Quote the forum post on downloading viral reference genomes word for word, between "both of these" and "solve the problem.", inclusive.

**Supplied text**.
________________________

I am trying to retrieve various reference genomes of viruses held in Genbank, or more specifically NCBI's RefSeq database.
I am exploring the new package biomartr 0.7.0 - which does just this - i.e. retrieves reference genomes
whilst this seems to work well for most taxons - it is not performing for viruses
here is code in which I compared a bacterial pathogen (Mycobacterium tuberculosis) with a virus (rabies virus)
is.genome.available(organism = "Mycobacterium tuberculosis", db = "refseq")
is.genome.available(organism = "Rabies lyssavirus", db = "refseq")
both of these came back with the response "TRUE"
However, when I try fetching these two reference sequences using the following code:
Mtb.genome.refseq <- getGenome(db = "refseq", organism = "Mycobacterium tuberculosis", path = file.path("_ncbi_downloads","genomes")) RABV.genome.refseq <- getGenome(db = "refseq", organism = "Rabies lyssavirus", path = file.path("_ncbi_downloads","genomes"))
The M. tunberculosis fetch is successful, but the rabies virus fetch fails with the following message:
----------> No reference genome or representative genome was found for 'Rabies lyssavirus'. Thus, download for this species has been omitted. Have you tried to specify 'reference = FALSE' ?
adding the argument reference = FALSE does not solve the problem.
PS. I am running the program in RStudio 1.1.447, R 3.5.0, Windows 10.

________________________

**Dataset**.
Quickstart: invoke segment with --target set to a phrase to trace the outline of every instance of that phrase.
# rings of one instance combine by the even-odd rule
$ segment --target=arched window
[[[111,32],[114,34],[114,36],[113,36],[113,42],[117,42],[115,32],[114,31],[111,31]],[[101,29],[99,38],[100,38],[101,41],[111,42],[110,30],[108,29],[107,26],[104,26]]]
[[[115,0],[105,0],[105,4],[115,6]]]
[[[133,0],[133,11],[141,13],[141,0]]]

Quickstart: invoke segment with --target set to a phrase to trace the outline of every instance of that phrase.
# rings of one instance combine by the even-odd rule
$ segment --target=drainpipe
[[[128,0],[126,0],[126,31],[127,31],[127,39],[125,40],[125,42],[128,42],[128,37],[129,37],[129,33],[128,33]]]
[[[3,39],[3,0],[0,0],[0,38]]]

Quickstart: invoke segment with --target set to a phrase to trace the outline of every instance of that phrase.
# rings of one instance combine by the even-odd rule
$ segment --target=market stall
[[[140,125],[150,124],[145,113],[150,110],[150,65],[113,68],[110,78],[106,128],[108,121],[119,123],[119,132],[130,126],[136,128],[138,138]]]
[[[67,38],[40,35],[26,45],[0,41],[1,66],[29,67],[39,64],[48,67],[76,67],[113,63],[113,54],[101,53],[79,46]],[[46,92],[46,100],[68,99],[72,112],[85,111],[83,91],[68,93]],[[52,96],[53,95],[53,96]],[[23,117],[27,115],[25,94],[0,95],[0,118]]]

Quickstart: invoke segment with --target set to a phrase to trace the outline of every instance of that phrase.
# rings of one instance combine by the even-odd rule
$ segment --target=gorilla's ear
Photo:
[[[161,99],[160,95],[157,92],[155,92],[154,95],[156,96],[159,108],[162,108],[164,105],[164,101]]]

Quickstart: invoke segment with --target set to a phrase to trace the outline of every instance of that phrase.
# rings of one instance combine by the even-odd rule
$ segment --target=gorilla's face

________________________

**Solved problem**.
both of these came back with the response "TRUE"
However, when I try fetching these two reference sequences using the following code:
Mtb.genome.refseq <- getGenome(db = "refseq", organism = "Mycobacterium tuberculosis", path = file.path("_ncbi_downloads","genomes")) RABV.genome.refseq <- getGenome(db = "refseq", organism = "Rabies lyssavirus", path = file.path("_ncbi_downloads","genomes"))
The M. tunberculosis fetch is successful, but the rabies virus fetch fails with the following message:
----------> No reference genome or representative genome was found for 'Rabies lyssavirus'. Thus, download for this species has been omitted. Have you tried to specify 'reference = FALSE' ?
adding the argument reference = FALSE does not solve the problem.